2. The method of claim 1 wherein the biocompatible polymer is prepared from carboxymethylated hyaluronic acid, OPSS-PEG-NHS, alginic acid, humic acid, polymethacrylate co-vinyl acetate or polyacrylic co-vinyl acetate.
3. The method of claim 1 wherein the analyte is an antigen and the ligand is an antibody.
4. The method of claim 3 wherein the antigen is cardiac myoglobin and the antibody is anti- myoglobin.
5. The method of claim 3 wherein the antigen is cardiac troponin I and the antibody is anti- cardiac troponin I.
6. The method of claim 3 wherein the antigen is interleukin-6 (IL-6) and the antibody is anti-IL- 6, whereby the biosensor can monitor wound healing.
7. The method of claim 3 wherein the antigen is NSE and the antibody is anti-NSE, whereby the biosensor can monitor patients for ischemic stroke.
8. The method of claim 3 wherein the antigen is S-100B and the antibody is anti-S-lOOB, whereby the biosensor can monitor patients for ischemic stroke.
9. The method of claim 3 wherein the antigen is SMNl-4 and the antibody is anti-SMNl-4, and further comprising step k comprising preparing a cellular extract, whereby a low value is indicative of spinal motor atrophy.
10. A method of coating an SPR biosensor specific for an analyte to reduced protein fouling, the method comprising a. providing an SPR biosensor; b. providing a solution of MHA or NHS-MHA with HT; c. incubating the SPR biosensor in the MHA-HT solution for a time sufficient to permit the formation of SAM; d. providing a solution of a ligand specific for the analyte; e. incubating the SPR biosensor with SAM in the ligand solution for a time sufficient for the ligand to react with the SAM, thereby providing the biosensor with ligands specific for the analyte.

THINGS TO DO:
• a. In the patent claims, which antigen and antibody let the biosensor monitor wound healing?
• b. Continue the patent claims with the claim that follows claim 10.

GIVEN RECORDS:
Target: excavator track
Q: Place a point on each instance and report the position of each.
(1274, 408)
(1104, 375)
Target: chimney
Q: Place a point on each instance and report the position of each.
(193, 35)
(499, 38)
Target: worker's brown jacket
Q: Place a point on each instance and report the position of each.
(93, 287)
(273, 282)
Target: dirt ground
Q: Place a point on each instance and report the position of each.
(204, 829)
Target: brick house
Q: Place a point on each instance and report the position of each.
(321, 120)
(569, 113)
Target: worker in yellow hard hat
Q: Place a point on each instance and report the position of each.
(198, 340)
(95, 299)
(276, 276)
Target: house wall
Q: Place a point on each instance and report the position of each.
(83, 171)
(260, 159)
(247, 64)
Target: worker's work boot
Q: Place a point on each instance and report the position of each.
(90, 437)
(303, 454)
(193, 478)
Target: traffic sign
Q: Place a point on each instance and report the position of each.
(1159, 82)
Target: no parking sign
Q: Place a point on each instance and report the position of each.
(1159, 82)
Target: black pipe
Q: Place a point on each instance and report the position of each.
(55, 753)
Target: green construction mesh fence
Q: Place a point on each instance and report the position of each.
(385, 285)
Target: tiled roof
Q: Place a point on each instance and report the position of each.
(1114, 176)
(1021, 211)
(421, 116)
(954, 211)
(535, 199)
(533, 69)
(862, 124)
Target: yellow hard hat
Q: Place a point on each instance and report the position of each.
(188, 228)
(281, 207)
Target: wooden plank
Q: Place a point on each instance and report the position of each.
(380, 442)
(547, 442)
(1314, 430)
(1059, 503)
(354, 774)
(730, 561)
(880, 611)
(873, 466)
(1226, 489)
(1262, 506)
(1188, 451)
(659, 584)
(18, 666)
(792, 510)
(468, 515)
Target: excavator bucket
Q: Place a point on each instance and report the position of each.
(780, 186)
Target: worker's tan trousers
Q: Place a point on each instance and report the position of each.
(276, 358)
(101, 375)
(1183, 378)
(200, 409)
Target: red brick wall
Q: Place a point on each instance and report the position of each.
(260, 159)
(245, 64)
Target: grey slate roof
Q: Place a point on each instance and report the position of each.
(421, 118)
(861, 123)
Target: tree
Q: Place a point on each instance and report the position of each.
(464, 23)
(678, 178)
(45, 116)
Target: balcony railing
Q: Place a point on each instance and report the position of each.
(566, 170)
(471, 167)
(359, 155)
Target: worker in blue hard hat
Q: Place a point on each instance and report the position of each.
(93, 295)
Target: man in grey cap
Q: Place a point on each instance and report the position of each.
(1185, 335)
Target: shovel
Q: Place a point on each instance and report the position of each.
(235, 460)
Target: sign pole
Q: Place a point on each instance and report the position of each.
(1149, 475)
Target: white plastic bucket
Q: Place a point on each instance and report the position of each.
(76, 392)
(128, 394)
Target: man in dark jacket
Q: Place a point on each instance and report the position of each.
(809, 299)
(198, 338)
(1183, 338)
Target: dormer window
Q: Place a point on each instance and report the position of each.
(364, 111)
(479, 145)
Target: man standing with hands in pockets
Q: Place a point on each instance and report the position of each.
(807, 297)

RESPONSES IN ORDER:
• a. The antigen is interleukin-6 (IL-6) and the antibody is anti-IL-6.

• b.
11. The method of claim 10 wherein the analyte is an antigen and the ligand is an antibody.
12. The method of claim 11 wherein the antigen is cardiac myoglobin and the antibody is anti- myoglobin.
13. The method of claim 11 wherein the antigen is cardiac troponin I and the antibody is anti- cardiac troponin I.
14. The method of claim 11 wherein the antigen is interleukin-6 (IL-6) and the antibody is anti- IL-6, whereby the biosensor can monitor wound healing.
15. The method of claim 11 wherein the antigen is NSE and the antibody is anti-NSE, whereby the biosensor can monitor patients for ischemic stroke.
16. The method of claim 11 wherein the antigen is S-100B and the antibody is anti-S-lOOB, whereby the biosensor can monitor patients for ischemic stroke.
17. The method of claim 11 wherein the antigen is SMNl-4 and the antibody is anti-SMNl-4, and further comprising step k comprising preparing a cellular extract, whereby a low value is indicative of spinal motor atrophy.